Prompt 1: From the listing below, copy out every line that contains the word "water".

Document extract:
++++

The local abstraction area shows data representation in a cell of a grid for presenting the part of 
pollution area. The value of each cell represents the pollution level in a cell in Figure 4. The cell size is 
defined by the number of sensors which is included in a cell, because it focuses on the sensor data 
representation such as min(), max(), and gradient. Max() and Min() shows the maximum and the 
minimum value of the detected sensor data in a cell. A gradient indicates the difference between past 
and current maximum values. This gradient is used to derive the probability of potential pollution of 
each cell. If two sensors are included in a cell, it is enough to make the local abstraction as shown 
in [26]. Besides, the system also calculates the dangerous rate, which indicates the probability to reach 
the critical point for dangerous pollution in the same way of Algorithm 1. 

Algorithm 1. Global air pollution prediction with Gaussian air spread plume. 

Algorithm predictairpollution (class pollutionarea *current_pollution_area, class windinfo *wind)

++++

Prompt 2: Continue the passage on sensor-based air pollution prediction from the point at which it ends.

++++

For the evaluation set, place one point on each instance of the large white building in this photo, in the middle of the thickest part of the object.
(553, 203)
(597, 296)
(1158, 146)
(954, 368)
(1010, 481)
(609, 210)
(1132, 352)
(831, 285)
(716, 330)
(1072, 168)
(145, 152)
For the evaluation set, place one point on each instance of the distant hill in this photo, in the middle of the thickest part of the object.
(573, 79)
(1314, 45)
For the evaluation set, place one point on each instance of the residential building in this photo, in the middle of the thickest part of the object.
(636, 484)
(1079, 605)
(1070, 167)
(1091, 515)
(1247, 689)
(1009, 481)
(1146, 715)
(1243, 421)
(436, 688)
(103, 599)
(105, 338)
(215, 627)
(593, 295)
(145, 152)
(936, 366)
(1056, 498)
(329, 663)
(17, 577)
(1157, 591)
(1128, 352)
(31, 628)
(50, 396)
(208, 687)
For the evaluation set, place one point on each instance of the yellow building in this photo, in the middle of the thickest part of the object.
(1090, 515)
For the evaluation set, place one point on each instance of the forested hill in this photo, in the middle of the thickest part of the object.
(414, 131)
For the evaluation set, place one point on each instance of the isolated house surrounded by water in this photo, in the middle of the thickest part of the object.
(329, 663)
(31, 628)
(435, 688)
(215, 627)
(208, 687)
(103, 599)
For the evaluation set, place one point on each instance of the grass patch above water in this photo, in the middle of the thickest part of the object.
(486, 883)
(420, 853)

++++

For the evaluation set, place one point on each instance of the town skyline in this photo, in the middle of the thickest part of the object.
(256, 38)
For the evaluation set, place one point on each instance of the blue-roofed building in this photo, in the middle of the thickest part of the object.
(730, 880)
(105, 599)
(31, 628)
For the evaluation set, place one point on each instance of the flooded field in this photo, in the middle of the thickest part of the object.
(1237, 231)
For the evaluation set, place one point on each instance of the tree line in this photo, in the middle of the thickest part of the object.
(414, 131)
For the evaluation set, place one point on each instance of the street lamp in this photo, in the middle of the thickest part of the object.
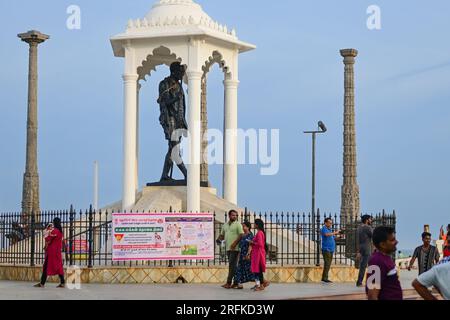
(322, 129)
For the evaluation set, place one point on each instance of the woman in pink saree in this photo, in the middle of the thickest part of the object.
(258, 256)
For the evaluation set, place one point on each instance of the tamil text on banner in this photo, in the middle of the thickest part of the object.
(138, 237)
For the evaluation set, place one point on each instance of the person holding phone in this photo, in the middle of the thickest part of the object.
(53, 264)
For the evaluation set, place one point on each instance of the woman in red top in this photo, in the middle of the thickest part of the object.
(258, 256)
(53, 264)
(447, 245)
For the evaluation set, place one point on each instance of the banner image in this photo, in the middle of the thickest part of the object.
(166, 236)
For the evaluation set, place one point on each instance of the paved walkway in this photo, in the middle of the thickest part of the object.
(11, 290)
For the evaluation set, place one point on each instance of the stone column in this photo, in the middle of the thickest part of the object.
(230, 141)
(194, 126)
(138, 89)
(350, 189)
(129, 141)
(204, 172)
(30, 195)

++++

Exercise result 1:
For the evaluation set, place one point on each instance of the isolated house surrounded by water in this photo, in the middle of the thickest part of the object.
For the evaluation set, place one point on each instance of the grass patch above water in this photo, in the middle of the thickest part of the object.

Exercise result 2:
input: current_pollution_area // the properties of global pollution area such as max() and min(). 

wind // the properties of a wind such as direction, speed, 
output: predicted pollution level // the predicted value in 10, 30, 60 minutes 
method: 

// check the progress direction and get predicted pollution level 
for each time // 10, 30 60 minutes 

// get the moving position in each time 

distance = wind. speed * time 

for each position of current pollution area such as max(), min(), boundary 

target.x = current_pollution_area.position.x + distance * cos( wind. direction * pi / 180) 
target.y = current_pollution_area.position.y + distance * sin( wind.direction * pi / 180) 
target. value = current_pollution_area.position.value 

// pollution value prediction at each position in each time 

pollution_level[time] [position] = Gaussian_air_pollution_dispersion(time, current_pollution_area, target)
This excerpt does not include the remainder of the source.